• [EXERCISE PROMPT]
Repeat verbatim every line of the material, beginning at the line that holds "of the grey" and ending at its last line.

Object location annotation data
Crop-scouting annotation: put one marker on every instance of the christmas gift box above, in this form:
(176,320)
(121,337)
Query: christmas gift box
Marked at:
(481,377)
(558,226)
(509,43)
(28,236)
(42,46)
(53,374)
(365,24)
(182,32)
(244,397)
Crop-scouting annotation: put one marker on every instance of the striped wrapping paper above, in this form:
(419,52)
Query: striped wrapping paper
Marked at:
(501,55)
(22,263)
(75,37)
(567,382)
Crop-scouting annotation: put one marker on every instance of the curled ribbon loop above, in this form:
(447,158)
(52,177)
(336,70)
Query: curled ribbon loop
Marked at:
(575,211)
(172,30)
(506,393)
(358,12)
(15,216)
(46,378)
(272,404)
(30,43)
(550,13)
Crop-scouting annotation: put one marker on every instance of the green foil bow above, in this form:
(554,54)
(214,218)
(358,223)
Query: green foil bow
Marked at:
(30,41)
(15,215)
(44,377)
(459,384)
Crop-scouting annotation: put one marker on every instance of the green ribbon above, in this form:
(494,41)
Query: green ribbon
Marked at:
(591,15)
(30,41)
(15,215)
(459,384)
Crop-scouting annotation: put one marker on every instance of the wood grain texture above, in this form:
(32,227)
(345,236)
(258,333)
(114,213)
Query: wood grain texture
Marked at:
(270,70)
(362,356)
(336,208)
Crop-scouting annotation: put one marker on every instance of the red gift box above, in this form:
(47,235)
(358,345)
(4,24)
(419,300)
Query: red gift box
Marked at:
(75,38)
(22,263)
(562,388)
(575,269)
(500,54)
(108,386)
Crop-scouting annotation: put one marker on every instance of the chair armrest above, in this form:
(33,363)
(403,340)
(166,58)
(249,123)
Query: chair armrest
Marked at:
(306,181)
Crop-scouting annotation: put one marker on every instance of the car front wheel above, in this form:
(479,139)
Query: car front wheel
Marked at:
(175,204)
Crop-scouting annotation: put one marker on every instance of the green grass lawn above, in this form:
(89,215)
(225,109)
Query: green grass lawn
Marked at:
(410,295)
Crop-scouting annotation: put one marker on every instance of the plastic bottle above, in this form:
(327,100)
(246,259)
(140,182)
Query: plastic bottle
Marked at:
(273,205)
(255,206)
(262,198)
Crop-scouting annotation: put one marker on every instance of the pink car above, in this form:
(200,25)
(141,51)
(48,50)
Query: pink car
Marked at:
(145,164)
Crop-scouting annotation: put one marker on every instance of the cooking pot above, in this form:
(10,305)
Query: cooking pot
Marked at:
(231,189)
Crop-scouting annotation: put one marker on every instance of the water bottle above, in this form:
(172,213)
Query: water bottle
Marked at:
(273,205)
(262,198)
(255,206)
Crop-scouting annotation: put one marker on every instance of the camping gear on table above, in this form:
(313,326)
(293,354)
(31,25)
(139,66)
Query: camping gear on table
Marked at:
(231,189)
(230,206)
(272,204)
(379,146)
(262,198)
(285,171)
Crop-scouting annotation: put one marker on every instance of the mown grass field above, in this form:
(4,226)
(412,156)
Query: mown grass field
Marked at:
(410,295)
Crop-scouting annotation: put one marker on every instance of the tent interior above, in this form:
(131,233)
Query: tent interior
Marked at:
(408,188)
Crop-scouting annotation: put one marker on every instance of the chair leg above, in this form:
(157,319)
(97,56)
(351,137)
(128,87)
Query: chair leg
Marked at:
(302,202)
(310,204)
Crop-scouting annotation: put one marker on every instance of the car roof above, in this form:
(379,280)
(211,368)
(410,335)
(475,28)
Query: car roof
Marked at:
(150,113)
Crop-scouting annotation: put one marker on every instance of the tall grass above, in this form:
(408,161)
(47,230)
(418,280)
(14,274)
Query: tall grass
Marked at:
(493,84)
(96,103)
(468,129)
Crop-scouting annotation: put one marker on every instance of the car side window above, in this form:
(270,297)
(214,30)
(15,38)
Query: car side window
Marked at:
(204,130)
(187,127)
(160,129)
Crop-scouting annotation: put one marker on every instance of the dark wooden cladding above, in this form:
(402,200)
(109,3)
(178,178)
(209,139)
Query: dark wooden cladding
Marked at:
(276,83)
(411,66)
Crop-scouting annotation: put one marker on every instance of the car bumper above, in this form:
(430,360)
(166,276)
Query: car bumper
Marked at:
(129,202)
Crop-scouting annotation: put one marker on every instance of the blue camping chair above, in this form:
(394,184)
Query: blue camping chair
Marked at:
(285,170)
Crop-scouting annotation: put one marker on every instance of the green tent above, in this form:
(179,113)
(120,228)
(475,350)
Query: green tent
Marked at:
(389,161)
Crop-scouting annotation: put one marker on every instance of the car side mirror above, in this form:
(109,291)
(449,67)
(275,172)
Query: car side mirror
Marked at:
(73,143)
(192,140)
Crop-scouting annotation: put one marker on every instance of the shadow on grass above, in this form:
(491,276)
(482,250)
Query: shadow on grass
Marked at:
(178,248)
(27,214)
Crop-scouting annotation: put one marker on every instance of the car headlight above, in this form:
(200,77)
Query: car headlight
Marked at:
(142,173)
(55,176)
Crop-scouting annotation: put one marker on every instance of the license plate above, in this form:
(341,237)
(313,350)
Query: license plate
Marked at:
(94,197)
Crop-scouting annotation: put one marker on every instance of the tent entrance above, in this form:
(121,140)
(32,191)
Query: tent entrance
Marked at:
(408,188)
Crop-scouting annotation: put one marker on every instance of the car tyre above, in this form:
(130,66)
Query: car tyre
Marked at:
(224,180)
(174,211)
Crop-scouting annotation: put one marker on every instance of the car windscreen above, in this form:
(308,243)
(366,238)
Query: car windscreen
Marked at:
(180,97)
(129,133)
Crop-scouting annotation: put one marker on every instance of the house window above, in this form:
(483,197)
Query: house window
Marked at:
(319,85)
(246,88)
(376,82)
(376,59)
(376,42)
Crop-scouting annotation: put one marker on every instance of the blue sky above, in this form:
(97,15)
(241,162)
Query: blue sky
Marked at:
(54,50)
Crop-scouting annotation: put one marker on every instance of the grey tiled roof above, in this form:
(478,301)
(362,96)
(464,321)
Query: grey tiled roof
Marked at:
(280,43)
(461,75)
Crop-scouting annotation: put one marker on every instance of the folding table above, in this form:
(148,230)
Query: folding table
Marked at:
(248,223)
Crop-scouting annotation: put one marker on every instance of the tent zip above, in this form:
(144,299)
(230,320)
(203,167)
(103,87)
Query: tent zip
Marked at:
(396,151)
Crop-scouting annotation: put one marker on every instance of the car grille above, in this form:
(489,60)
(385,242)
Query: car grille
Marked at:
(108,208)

• [FINISHED ANSWER]
Crop-scouting annotation: put one marker on every instance of the grey tiled roof above, in this form:
(478,301)
(362,96)
(464,321)
Query: grey tiled roof
Marked at:
(280,43)
(461,75)
Crop-scouting annotation: put one marker on every instance of the folding table above, in this form:
(148,230)
Query: folding table
Marked at:
(248,223)
Crop-scouting annotation: put one marker on every instance of the tent zip above, in this form:
(144,299)
(230,320)
(203,167)
(103,87)
Query: tent zip
Marked at:
(396,151)
Crop-scouting annotation: put one marker on every instance of the car grille above, in this form:
(489,60)
(385,242)
Query: car grille
Marked at:
(108,208)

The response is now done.